Passage for review:
□ □ □ □ □

Maravich struggled somewhat during his second season. His scoring average dipped to 19.3 points per game, and the Hawks finished with another disappointing 36–46 record. Once again they qualified for the playoffs, and once again they were eliminated in the first round. However, Atlanta fought hard against the Boston Celtics, with Maravich averaging 27.7 points in the series.

Maravich erupted in his third season, averaging 26.1 points (fifth in the NBA) and dishing out 6.9 assists per game (sixth in the NBA). With 2,063 points, he combined with Hudson (2,029 points) to become only the second set of teammates in league history to each score over 2,000 points in a single season. (Note: Elgin Baylor and Jerry West were the first to accomplish this feat in the Los Angeles Lakers' 1964–65 season. It has since accomplished only three times: back-to-back by Kiki Vandeweghe and Alex English of the 1982–1984 Denver Nuggets, and by Larry Bird and Kevin McHale of the 1986–87 Boston Celtics.) The Hawks soared to a 46–36 record, but again bowed out in the first round of the playoffs. However, the season was good enough to earn Maravich his first-ever appearance in the NBA All-Star Game, and also All-NBA Second Team honors.

The following season (1973–74) was his best yet—at least in terms of individual accomplishments. Maravich posted 27.7 points per game—second in the league behind Bob McAdoo—and earned his second appearance in the All-Star Game, where he would start for the Eastern Conference and score 15 points. However, Atlanta sank to a disappointing 35–47 record and missed the postseason entirely. By this point, he and head coach Cotton Fitzsimmons did not get along, with the latter giving him a two-game suspension at one point.

□ □ □ □ □

Stored items
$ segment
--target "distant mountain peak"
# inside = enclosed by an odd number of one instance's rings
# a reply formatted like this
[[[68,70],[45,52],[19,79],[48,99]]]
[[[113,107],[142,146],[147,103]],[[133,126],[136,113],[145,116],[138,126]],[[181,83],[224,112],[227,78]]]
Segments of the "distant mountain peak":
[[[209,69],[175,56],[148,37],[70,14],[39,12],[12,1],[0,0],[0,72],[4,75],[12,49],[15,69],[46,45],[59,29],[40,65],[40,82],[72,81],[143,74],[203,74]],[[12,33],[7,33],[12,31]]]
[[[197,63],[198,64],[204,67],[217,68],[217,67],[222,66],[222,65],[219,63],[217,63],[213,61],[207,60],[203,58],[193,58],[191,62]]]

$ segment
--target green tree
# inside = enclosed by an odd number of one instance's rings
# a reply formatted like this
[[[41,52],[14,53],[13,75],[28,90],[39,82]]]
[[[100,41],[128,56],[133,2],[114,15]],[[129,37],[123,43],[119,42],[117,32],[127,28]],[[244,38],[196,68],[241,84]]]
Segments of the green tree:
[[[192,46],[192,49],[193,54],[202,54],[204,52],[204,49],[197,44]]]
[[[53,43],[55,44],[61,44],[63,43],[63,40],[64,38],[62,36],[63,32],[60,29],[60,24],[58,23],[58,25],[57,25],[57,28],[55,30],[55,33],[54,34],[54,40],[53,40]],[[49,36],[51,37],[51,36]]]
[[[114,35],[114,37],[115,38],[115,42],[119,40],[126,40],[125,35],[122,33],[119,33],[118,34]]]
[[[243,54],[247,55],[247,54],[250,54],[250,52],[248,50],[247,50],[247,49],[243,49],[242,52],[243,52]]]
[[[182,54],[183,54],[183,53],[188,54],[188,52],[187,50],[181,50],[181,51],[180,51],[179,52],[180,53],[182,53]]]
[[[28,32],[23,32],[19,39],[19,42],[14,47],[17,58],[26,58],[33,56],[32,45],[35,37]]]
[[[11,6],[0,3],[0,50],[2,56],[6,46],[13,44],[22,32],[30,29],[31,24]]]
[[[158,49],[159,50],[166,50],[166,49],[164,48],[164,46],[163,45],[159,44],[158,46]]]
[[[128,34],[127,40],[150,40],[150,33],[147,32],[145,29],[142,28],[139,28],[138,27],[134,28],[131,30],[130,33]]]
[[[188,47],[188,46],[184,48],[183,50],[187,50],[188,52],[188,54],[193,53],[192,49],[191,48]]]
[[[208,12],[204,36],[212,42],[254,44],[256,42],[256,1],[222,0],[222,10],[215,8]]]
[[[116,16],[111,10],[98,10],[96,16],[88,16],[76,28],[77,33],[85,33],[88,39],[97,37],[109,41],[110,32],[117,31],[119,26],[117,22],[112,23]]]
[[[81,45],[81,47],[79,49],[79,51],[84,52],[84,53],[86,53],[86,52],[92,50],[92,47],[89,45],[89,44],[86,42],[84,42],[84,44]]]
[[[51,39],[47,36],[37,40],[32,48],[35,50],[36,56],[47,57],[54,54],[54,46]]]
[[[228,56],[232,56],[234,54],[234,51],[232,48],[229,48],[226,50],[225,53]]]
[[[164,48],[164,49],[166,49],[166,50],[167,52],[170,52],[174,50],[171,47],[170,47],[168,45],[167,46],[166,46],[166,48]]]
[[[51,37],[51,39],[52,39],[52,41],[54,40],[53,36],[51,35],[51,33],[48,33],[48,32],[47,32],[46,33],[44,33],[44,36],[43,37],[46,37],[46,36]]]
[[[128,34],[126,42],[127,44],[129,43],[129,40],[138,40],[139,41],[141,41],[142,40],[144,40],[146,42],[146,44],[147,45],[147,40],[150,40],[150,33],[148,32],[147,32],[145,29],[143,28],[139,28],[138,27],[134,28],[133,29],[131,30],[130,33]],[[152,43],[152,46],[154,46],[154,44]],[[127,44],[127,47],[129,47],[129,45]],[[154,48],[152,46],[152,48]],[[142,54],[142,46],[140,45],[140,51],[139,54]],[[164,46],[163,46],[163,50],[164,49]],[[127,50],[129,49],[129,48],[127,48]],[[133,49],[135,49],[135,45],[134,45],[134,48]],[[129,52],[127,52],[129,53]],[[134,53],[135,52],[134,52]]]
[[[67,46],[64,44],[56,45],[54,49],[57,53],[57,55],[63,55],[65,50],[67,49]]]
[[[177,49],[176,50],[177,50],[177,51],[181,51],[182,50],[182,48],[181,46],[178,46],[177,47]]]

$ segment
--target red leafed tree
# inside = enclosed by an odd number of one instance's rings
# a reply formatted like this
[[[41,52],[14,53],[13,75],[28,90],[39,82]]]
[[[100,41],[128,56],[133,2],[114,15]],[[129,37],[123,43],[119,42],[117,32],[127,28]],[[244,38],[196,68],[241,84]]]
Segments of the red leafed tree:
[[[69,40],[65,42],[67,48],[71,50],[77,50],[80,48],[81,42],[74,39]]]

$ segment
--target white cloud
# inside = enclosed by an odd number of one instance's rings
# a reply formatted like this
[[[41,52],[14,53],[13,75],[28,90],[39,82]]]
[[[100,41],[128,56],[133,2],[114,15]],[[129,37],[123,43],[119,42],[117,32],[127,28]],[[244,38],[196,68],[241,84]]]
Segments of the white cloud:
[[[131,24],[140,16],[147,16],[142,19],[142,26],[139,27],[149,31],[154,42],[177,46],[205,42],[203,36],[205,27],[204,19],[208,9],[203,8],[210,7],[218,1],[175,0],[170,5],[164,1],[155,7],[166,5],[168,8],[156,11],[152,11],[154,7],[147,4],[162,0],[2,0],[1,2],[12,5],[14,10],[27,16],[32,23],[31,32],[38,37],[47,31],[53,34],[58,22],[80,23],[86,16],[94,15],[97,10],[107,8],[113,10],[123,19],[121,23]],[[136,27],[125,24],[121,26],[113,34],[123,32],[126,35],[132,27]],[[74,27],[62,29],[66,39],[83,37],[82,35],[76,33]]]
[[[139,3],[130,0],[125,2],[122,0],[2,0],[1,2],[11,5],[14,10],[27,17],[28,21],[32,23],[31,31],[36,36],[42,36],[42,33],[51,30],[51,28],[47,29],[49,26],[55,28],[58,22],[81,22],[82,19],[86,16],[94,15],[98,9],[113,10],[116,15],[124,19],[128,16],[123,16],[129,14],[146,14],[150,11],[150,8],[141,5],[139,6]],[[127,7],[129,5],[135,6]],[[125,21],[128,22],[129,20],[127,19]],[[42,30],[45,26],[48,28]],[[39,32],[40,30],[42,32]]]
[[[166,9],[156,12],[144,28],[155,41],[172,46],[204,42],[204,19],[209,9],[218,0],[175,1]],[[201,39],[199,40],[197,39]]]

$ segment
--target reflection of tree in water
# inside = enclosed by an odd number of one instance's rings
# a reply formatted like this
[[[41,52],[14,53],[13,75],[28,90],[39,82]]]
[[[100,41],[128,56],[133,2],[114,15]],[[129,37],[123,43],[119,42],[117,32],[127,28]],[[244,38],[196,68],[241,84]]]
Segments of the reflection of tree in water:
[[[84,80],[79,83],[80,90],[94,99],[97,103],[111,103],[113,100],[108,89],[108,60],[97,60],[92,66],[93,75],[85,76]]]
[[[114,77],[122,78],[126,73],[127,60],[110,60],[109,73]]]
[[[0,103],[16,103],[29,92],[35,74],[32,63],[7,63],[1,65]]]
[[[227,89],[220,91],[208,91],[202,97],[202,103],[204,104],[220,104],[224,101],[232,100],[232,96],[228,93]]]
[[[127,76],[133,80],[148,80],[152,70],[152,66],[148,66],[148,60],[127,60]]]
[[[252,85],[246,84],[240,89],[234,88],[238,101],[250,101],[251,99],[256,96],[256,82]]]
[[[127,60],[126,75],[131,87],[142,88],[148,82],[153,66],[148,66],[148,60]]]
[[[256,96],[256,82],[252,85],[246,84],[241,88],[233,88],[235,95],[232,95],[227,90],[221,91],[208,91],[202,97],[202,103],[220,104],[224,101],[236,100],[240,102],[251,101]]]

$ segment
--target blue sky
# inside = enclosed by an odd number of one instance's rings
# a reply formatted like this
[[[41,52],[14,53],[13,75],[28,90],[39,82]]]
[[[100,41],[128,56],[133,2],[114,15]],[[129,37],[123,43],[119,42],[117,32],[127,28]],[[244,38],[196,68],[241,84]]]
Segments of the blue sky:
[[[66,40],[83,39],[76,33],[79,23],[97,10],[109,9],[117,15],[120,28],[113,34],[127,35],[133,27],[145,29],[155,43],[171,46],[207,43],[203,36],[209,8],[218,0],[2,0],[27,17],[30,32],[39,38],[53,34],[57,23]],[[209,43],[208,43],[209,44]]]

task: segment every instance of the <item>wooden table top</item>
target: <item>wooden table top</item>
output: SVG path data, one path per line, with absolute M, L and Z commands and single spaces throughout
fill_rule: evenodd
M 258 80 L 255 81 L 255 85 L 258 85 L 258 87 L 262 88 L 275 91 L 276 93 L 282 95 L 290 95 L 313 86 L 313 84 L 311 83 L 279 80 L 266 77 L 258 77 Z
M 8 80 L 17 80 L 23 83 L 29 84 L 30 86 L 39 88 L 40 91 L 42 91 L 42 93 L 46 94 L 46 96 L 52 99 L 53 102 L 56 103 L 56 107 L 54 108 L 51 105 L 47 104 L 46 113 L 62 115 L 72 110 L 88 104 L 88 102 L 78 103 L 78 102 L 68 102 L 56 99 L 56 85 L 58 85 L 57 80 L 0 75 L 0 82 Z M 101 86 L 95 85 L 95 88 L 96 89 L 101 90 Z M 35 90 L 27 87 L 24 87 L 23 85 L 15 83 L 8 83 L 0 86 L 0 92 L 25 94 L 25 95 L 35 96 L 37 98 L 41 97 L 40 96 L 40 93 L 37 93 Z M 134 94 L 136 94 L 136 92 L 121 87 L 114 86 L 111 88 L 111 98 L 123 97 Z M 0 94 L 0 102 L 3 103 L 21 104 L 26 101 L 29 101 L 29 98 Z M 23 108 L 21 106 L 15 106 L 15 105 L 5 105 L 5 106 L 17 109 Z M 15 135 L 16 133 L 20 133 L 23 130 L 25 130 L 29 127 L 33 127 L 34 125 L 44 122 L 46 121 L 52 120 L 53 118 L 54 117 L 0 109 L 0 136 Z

□ □ □ □ □

How to complete this task: Copy out the passage on Maravich's early Hawks seasons between "The following season" and "at one point.", inclusive, swapping "two-game" for "three-game".

Result of the task:
The following season (1973–74) was his best yet—at least in terms of individual accomplishments. Maravich posted 27.7 points per game—second in the league behind Bob McAdoo—and earned his second appearance in the All-Star Game, where he would start for the Eastern Conference and score 15 points. However, Atlanta sank to a disappointing 35–47 record and missed the postseason entirely. By this point, he and head coach Cotton Fitzsimmons did not get along, with the latter giving him a three-game suspension at one point.